Task to carry out
The answer must consist of each line below that contains the string "body".

Provided entries
Segment Open
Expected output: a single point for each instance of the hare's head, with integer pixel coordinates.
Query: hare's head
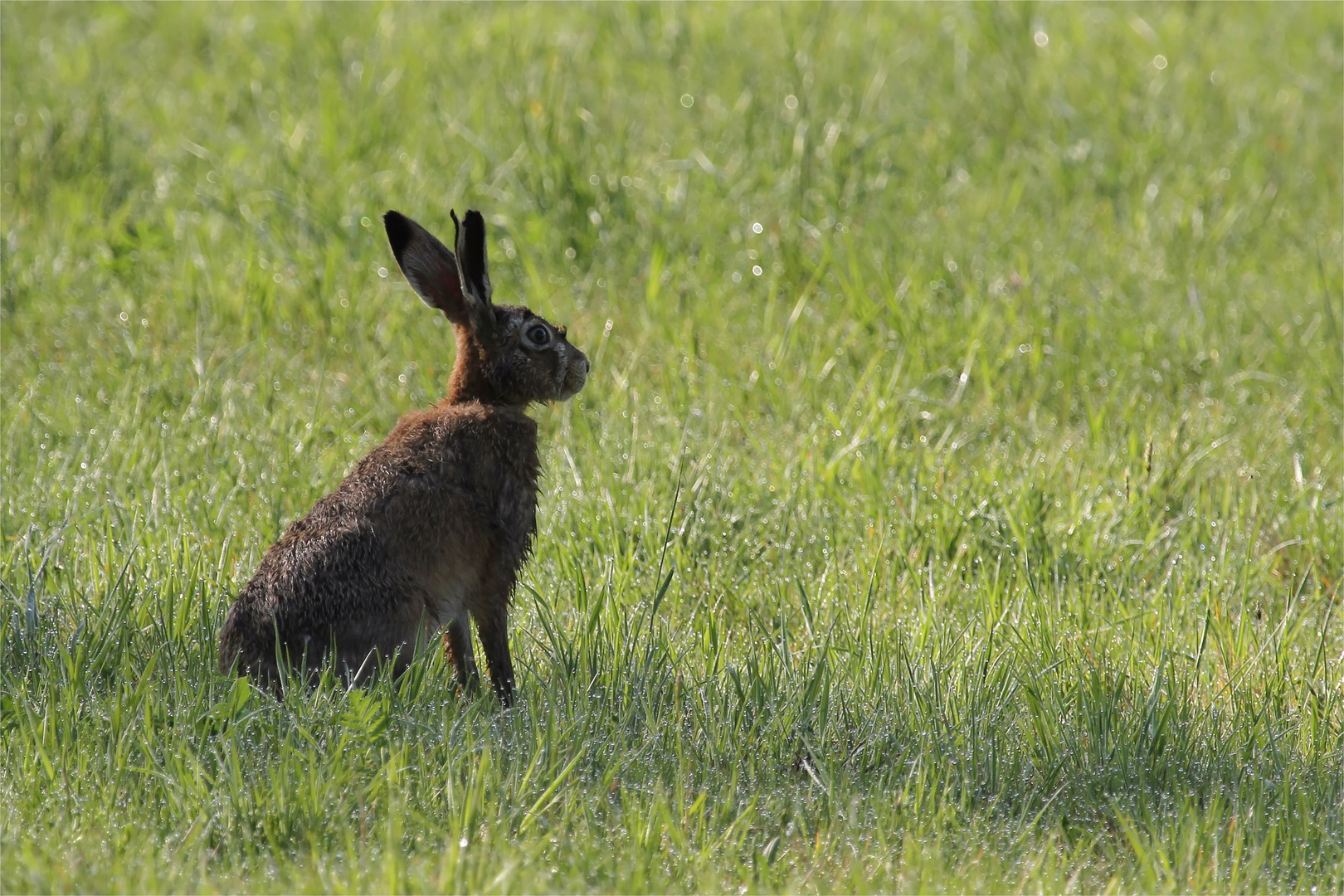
Segment Closed
Segment Open
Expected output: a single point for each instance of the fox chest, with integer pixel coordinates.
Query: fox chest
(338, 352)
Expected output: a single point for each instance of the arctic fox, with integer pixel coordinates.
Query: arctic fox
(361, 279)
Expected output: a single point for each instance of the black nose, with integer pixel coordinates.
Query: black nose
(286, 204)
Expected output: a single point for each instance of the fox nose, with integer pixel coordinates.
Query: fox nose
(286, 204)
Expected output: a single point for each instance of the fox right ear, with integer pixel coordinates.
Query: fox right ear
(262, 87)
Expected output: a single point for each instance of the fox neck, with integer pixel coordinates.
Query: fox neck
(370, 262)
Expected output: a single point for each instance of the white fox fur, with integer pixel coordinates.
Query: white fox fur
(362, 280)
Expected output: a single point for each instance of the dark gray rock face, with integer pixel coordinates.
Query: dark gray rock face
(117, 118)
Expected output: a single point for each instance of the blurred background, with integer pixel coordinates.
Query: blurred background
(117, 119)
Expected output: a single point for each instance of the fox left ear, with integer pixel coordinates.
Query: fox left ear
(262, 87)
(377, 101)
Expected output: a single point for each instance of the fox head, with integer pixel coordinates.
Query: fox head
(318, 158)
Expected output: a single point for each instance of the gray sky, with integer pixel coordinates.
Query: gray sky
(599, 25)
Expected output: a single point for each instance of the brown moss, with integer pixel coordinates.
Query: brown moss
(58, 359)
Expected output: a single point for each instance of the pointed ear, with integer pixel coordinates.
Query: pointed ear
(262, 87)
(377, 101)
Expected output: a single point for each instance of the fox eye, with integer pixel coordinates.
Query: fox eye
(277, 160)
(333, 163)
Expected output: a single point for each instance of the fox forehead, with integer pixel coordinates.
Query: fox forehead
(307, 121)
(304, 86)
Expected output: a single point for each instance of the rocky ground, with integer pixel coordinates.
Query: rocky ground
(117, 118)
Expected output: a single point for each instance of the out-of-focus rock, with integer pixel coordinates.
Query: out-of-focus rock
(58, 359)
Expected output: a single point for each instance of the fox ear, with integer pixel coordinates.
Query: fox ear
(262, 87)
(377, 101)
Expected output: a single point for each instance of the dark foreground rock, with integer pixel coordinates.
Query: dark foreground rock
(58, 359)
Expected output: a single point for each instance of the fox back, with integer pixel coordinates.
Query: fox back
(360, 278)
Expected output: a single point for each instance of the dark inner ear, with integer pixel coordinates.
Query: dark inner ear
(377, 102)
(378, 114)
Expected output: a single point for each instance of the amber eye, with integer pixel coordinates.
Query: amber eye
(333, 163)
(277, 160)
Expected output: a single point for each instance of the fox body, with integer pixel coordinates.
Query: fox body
Segment Closed
Result for this exercise
Expected output: a single point for each instance of the fox body, with integer pixel coordinates.
Query: fox body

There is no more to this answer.